**EXERCISE REQUIREMENTS**
Each line of the material should be set down exactly. Pictures are not part of the copy.

**EXTRACTED MATERIAL**
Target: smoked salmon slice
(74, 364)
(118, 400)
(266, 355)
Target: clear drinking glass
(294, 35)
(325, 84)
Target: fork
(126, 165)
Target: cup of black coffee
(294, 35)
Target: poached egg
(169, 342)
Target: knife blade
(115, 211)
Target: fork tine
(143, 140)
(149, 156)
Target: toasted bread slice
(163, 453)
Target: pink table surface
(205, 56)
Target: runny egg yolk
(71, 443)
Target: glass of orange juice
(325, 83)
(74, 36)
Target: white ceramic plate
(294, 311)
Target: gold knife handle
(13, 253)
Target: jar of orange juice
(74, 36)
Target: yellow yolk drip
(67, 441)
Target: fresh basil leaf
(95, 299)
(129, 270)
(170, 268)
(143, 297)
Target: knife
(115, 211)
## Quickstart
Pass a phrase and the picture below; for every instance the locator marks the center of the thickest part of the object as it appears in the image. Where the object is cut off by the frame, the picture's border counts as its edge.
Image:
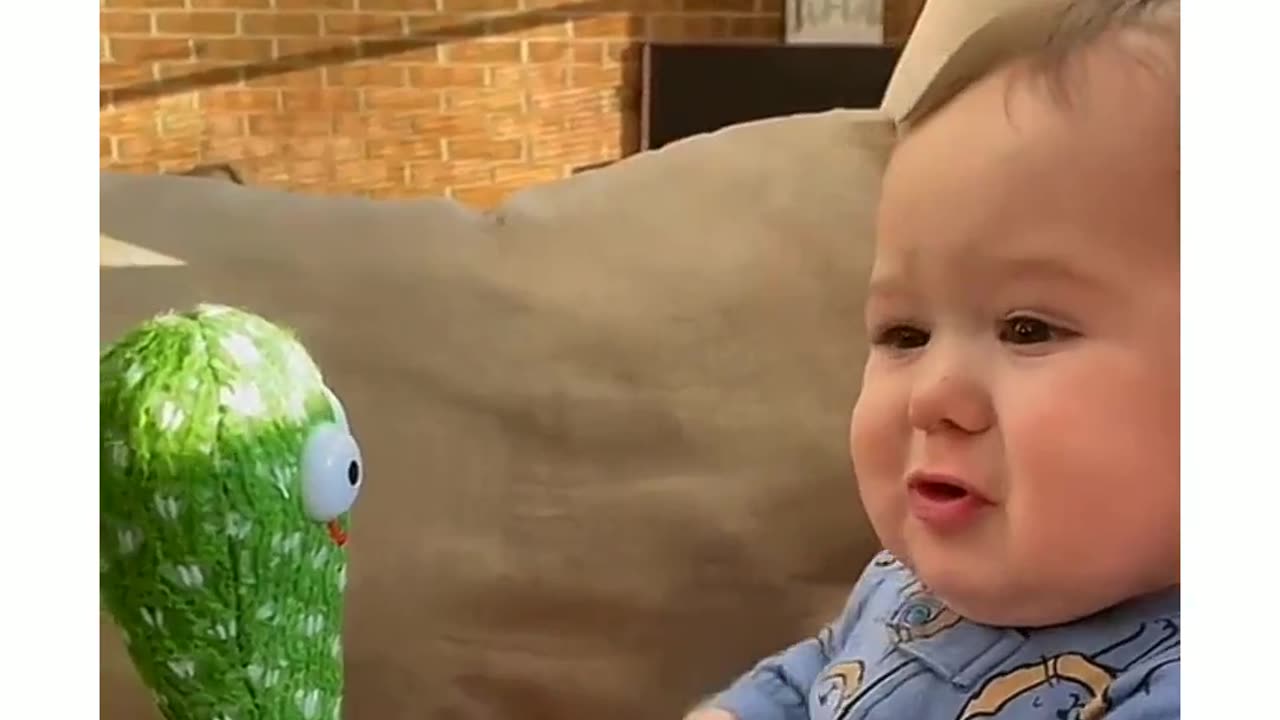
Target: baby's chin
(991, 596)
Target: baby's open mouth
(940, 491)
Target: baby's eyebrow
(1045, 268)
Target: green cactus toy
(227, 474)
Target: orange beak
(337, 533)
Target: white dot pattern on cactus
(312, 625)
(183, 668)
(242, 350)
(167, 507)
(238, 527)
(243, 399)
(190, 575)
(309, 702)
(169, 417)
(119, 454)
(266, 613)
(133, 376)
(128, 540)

**TASK RESPONSE**
Target: smoked salmon slice
(74, 364)
(118, 400)
(266, 355)
Target: clear drinking glass
(294, 35)
(325, 84)
Target: fork
(126, 165)
Target: cup of black coffee
(294, 35)
Target: poached egg
(169, 342)
Target: knife blade
(115, 211)
Target: fork tine
(143, 140)
(149, 156)
Target: toasted bread slice
(163, 453)
Target: pink table surface
(205, 56)
Target: runny egg yolk
(71, 443)
Target: glass of orange juice
(325, 83)
(74, 36)
Target: white ceramic plate
(294, 311)
Target: gold knife handle
(13, 253)
Target: jar of orange juice
(74, 36)
Target: yellow yolk drip
(67, 441)
Target: fresh basil leaf
(95, 299)
(129, 270)
(170, 268)
(143, 297)
Target: knife
(115, 211)
## Quickstart
Pass a phrase and the picture below; for every instance the locator marks the center of the thickest part of the object as it appears in the image. Where the object is cut off by the frame, the picture's border counts as its edge.
Image:
Target: baby's chin
(991, 596)
Target: baby's open mouth
(940, 491)
Target: baby's eyebrow
(1045, 268)
Target: green cactus toy
(227, 474)
Target: orange beak
(337, 533)
Target: white dot pattern on cactus
(312, 625)
(183, 668)
(242, 350)
(167, 507)
(238, 527)
(243, 399)
(190, 575)
(309, 702)
(169, 417)
(119, 454)
(266, 613)
(133, 376)
(128, 540)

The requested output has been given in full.